(PASSAGE FOR REVIEW Opens)

A new report issued by the OIG should place some agencies on alarm. The report indicates that claim data from 2014-2015 was used to detect patterns of potential fraud and abuse. This time though, OIG is making the data personal with visits to agencies themselves. Unlike previous reports where OIG issued the reports and then left it to CMS to act on the findings, OIG is moving forward with combatting potential fraud issues themselves.
The 500 agencies that were identified by the OIG for potential fraud, waste, and abuse are going to be personally contacted. A plan of correction will be implemented along with mandated education by CMS on the proper usage of home health. The agencies were identified through claim data and consistent geographic areas that have shown strong tendencies towards fraud, abuse, and waste.
Using the claim data, OIG determined that the 500 selected agencies all shared the following 5 characteristics which made claims stand out.
- High percentage of episodes for which the beneficiary had no recent visits with the
- High percentage of episodes that were not preceded by a hospital or nursing home stay.
- High percentage of episodes with a primary diagnosis of diabetes or hypertension.
- High percentage of beneficiaries with claims from multiple HHAs.

(PASSAGE FOR REVIEW Closes)
(RECORDED DATA Opens)

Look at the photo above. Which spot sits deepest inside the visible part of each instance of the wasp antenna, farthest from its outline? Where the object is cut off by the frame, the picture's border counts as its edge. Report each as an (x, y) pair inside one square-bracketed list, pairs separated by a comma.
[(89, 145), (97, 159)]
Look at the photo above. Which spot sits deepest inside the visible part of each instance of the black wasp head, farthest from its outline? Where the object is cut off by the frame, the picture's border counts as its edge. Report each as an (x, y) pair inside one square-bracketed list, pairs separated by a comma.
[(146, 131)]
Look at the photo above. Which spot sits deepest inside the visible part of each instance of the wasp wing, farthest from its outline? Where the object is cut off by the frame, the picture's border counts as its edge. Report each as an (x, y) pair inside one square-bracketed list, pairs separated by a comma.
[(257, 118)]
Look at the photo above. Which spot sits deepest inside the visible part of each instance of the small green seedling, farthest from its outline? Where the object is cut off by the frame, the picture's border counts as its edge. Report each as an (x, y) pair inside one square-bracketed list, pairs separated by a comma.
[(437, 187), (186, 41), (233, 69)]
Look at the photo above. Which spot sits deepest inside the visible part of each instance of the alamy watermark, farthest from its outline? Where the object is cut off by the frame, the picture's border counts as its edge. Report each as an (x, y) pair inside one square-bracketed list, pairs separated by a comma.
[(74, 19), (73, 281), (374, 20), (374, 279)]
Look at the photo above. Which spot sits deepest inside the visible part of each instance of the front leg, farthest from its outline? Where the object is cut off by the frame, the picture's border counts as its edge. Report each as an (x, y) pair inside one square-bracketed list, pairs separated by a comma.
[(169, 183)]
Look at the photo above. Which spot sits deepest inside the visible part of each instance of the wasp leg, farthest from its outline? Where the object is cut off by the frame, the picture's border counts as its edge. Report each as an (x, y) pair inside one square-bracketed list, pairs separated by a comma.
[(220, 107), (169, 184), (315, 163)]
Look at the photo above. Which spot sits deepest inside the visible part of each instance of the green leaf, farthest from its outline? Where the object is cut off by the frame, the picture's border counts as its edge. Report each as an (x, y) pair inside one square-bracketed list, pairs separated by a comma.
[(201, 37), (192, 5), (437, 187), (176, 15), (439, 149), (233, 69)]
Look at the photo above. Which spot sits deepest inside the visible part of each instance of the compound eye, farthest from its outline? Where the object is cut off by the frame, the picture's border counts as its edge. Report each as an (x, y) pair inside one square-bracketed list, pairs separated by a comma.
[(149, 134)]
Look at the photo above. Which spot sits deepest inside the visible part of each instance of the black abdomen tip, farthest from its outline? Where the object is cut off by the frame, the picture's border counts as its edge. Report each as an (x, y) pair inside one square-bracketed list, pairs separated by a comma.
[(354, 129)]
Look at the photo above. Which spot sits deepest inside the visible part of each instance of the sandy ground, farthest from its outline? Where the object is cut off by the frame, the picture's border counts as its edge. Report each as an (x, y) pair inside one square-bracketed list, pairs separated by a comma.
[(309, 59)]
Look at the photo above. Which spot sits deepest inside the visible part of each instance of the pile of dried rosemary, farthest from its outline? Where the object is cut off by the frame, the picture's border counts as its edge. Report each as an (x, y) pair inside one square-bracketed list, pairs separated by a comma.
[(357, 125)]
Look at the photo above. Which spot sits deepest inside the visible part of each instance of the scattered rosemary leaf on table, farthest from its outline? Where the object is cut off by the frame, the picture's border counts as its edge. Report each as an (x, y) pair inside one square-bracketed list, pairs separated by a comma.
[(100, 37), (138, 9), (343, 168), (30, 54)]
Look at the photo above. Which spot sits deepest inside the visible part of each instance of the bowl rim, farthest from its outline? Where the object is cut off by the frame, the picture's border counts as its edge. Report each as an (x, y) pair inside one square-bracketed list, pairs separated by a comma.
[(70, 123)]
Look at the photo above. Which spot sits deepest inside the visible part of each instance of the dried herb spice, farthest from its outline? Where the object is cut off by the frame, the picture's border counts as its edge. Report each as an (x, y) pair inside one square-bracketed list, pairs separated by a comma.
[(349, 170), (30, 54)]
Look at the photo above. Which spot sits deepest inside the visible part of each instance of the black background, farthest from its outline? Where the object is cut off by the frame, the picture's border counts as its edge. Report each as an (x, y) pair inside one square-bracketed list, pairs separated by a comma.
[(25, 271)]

(RECORDED DATA Closes)

### CHECK YOUR UNDERSTANDING
#1 According to the passage on the OIG home health fraud report, how many agencies will be personally contacted?
#2 Write the next part of the passage on the OIG home health fraud report, starting after its final sentence.

### RESPONSES IN ORDER
#1 500 agencies.

#2
- High percentage of beneficiaries with multiple home health readmissions in a short
period of time.
Agencies should also be aware that OIG is reviewing arrangements between physicians and agencies for any improper dealings. For agencies who receive a bulk of their patients from one or two physicians, and those physicians may also be paid medical directors, you might want to consider increasing your referral base.
As time goes on, agencies will be coming under greater scrutiny. The best defense is to do it right from the start – no shortcuts. Proper documentation, clinical education of staff, and engaged management will all drive the effort towards compliance. Without a focus on strong compliance you are wrong in thinking that you aren’t going to be touched, and the consequences are going to be devastating to your agency.